Source data:
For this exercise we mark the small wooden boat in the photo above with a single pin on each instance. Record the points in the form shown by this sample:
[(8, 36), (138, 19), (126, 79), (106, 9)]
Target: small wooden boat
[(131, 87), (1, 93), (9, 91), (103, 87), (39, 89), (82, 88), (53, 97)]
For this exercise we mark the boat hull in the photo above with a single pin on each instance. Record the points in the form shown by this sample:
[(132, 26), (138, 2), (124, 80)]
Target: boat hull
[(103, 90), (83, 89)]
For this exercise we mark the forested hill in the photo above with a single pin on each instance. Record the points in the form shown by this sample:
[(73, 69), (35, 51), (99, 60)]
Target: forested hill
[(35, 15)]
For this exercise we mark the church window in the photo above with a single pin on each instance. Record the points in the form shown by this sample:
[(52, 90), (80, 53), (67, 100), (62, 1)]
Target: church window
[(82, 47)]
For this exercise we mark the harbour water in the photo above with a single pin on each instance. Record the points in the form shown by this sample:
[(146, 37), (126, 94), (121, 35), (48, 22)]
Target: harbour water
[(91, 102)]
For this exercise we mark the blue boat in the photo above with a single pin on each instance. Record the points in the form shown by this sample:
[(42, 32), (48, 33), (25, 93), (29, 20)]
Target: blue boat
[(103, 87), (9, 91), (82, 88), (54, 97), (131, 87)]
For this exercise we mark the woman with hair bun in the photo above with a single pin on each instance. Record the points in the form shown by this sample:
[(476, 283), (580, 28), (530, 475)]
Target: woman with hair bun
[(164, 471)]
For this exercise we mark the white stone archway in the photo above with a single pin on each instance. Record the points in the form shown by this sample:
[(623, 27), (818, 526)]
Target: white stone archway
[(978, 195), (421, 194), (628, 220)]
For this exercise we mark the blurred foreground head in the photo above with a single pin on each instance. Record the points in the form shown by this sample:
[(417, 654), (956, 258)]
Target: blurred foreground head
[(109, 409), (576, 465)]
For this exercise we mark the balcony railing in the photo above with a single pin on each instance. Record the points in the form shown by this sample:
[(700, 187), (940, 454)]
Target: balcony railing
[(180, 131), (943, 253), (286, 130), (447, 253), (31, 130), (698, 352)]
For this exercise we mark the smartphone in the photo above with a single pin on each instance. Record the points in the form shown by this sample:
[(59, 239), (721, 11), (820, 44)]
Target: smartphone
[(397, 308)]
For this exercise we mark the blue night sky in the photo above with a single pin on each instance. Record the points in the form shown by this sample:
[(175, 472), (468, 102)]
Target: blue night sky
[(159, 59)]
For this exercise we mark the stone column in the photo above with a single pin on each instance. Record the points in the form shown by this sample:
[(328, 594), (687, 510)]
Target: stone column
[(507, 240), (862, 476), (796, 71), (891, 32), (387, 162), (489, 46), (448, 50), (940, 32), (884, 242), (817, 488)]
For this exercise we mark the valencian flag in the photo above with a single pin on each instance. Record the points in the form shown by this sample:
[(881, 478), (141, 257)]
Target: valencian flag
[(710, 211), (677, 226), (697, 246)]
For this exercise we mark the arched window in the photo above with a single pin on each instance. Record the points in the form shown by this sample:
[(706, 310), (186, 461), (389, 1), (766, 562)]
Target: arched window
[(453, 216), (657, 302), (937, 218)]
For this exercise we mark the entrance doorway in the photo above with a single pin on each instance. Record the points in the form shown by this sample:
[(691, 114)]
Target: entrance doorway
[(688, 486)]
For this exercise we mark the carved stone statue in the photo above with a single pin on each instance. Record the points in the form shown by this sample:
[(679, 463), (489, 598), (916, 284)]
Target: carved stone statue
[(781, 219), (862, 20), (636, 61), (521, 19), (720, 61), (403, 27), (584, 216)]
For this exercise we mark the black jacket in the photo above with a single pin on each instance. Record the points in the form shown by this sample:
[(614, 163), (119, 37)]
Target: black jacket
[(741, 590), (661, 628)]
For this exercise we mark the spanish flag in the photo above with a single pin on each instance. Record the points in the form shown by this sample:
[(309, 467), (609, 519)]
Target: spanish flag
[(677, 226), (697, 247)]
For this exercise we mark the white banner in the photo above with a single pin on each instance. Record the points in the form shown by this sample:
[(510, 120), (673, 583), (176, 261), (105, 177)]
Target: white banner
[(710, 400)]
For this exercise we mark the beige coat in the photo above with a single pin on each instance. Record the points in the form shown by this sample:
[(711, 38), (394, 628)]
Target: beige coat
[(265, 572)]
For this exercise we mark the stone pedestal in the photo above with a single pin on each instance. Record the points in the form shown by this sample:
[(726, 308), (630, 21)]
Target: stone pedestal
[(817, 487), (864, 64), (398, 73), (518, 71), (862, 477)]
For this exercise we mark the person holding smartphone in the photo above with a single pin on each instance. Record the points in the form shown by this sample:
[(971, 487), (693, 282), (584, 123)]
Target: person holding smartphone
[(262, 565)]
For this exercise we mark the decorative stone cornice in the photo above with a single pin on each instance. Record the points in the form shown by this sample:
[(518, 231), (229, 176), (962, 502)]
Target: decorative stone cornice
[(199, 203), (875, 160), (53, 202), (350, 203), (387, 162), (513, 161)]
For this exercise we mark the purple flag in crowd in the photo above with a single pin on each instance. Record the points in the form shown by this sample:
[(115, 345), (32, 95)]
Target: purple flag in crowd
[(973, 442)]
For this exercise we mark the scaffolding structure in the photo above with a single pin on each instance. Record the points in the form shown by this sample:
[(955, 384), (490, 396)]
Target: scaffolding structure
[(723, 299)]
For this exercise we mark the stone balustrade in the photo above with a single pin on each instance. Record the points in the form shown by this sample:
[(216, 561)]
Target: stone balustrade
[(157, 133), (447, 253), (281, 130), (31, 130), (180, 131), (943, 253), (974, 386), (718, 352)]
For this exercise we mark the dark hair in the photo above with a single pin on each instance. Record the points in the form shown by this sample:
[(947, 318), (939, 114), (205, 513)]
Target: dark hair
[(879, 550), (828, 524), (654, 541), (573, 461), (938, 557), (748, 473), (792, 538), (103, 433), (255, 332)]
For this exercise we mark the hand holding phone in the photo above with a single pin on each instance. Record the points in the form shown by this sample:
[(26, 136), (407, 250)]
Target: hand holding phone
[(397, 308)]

Exercise description:
Look above for the line holding "Target: scaffolding structure". Print it and every line after it, exactly, through the line holding "[(216, 561)]".

Answer space:
Target: scaffolding structure
[(723, 299)]
For this exercise we mark the stone balustrade in the photo above with a single pin on each instance. Record the points in the form shown by this sample:
[(216, 561)]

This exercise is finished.